Einträge des Datensatzes:
------

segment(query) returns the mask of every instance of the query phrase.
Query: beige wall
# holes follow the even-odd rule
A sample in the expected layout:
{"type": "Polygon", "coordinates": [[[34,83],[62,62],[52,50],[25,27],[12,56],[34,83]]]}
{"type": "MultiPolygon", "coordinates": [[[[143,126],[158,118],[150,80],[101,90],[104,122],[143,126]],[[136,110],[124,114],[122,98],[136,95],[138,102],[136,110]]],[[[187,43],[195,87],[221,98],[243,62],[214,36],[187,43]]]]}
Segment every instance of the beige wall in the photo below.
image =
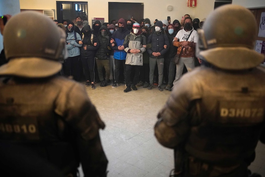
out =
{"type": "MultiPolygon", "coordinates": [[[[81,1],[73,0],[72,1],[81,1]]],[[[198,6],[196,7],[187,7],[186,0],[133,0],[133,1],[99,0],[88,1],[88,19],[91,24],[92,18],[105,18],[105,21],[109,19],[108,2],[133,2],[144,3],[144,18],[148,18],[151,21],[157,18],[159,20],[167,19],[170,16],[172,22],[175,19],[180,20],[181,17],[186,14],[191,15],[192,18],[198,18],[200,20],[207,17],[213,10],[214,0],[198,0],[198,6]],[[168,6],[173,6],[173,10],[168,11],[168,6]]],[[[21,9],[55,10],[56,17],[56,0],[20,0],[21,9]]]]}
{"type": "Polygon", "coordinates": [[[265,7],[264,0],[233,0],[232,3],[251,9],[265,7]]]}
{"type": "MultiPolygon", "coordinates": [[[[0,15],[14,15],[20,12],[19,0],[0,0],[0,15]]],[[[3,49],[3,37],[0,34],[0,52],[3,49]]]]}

------

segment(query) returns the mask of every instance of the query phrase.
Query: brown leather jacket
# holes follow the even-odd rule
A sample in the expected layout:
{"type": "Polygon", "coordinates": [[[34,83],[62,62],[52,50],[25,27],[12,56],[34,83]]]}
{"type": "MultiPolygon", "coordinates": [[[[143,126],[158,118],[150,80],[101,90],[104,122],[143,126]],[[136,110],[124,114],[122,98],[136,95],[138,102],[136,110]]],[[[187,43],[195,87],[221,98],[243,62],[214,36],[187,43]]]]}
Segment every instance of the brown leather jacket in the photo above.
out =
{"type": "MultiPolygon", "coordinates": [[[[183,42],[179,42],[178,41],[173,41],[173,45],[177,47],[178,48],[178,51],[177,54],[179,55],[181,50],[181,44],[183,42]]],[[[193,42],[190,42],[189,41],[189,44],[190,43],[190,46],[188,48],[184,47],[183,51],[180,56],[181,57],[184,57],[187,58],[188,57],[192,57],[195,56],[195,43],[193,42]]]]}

------

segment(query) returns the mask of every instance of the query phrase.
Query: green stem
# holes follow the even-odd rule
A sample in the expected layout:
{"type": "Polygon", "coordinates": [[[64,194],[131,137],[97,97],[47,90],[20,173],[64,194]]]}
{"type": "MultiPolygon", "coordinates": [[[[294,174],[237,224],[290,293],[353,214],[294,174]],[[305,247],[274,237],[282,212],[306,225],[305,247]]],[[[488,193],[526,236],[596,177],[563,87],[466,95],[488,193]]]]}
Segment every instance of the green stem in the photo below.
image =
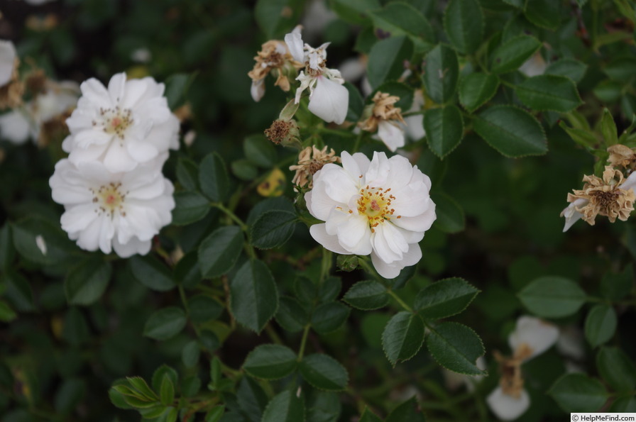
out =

------

Aufgabenstellung: Sammeln Sie aus den obigen Einträgen sämtliche Zeilen, in denen das Wort „wall“ vorkommt, und übernehmen Sie jede dieser Zeilen unverändert.

Schriftliche Antwort:
Query: beige wall
Segment every instance of the beige wall in the photo below.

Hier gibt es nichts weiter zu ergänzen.